The task ▸
Go to the line containing "# output is" and return it and each line after it exactly, through the end of the data below, and nothing more.

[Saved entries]
+===+
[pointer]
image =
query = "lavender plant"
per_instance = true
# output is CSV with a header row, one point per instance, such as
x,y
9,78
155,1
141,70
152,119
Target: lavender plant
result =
+===+
Response to this task ▸
# output is CSV with a header row, one point per instance, such as
x,y
9,78
155,1
141,70
152,119
Target: lavender plant
result =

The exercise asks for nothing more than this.